Work instructions: Please rewrite the entries below as a JSON list of strings, one string per line, skipping blank lines. Leave any pictures out of the list.

Records shown:
"""

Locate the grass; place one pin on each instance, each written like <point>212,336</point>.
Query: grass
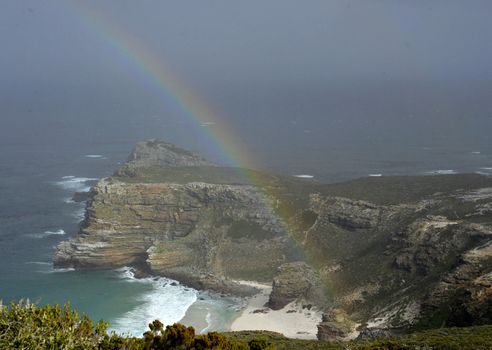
<point>26,326</point>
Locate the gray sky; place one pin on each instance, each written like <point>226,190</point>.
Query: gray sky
<point>237,40</point>
<point>337,70</point>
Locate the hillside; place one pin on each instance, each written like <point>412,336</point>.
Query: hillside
<point>379,255</point>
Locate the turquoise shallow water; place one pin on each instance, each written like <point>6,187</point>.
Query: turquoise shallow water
<point>36,213</point>
<point>36,184</point>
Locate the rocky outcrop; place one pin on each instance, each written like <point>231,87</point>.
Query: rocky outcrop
<point>163,154</point>
<point>201,234</point>
<point>390,254</point>
<point>336,325</point>
<point>295,281</point>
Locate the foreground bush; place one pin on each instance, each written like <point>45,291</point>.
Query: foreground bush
<point>26,326</point>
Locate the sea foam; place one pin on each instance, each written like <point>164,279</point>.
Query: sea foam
<point>442,172</point>
<point>304,176</point>
<point>167,301</point>
<point>48,233</point>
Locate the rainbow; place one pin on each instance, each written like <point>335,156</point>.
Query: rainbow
<point>196,112</point>
<point>153,70</point>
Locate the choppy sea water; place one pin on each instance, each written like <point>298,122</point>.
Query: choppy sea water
<point>36,213</point>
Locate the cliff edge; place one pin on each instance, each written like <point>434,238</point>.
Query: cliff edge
<point>378,255</point>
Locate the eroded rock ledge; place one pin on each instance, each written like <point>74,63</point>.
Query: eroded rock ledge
<point>378,255</point>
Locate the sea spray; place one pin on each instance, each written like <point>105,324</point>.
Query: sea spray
<point>167,301</point>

"""

Output for this exercise:
[
  "Locate the grass; place one pin on each instance, each written like <point>212,336</point>.",
  "Query: grass",
  "<point>26,326</point>",
  "Locate the gray sky; place one pin on each instance, each written like <point>226,190</point>.",
  "Query: gray sky",
  "<point>237,40</point>",
  "<point>337,70</point>",
  "Locate the hillside; place one pin on each instance, each written like <point>412,336</point>.",
  "Query: hillside",
  "<point>379,255</point>",
  "Locate the turquoise shallow water; place one pin on each instance, each written like <point>6,187</point>.",
  "Query: turquoise shallow water",
  "<point>36,213</point>",
  "<point>36,184</point>",
  "Locate the rocky outcrop; place one pin on each instance, each written like <point>231,87</point>.",
  "Query: rocky outcrop",
  "<point>163,154</point>",
  "<point>201,234</point>",
  "<point>390,254</point>",
  "<point>336,325</point>",
  "<point>295,281</point>",
  "Locate the foreground bush; place one pin on each instance, each written like <point>45,291</point>.",
  "Query: foreground bush",
  "<point>26,326</point>",
  "Locate the sea foam; place one pin on each instance, each written like <point>164,279</point>.",
  "Query: sea foam",
  "<point>442,172</point>",
  "<point>304,176</point>",
  "<point>167,301</point>",
  "<point>48,233</point>",
  "Locate the rainbow; place one pin on each instance, each written like <point>335,156</point>.",
  "Query: rainbow",
  "<point>196,112</point>",
  "<point>153,70</point>",
  "Locate the choppy sea water; place one pin on each instance, each written like <point>298,122</point>.",
  "Query: choppy sea water",
  "<point>36,213</point>",
  "Locate the cliff edge; place one pin on each instance, each written like <point>434,238</point>.",
  "Query: cliff edge",
  "<point>378,255</point>",
  "Locate the eroded rock ledge; place one pin on each instance, each written like <point>74,63</point>.",
  "Query: eroded rock ledge",
  "<point>378,255</point>",
  "Locate the sea spray; place one pin on each instance, each written like <point>105,324</point>.",
  "Query: sea spray",
  "<point>167,301</point>"
]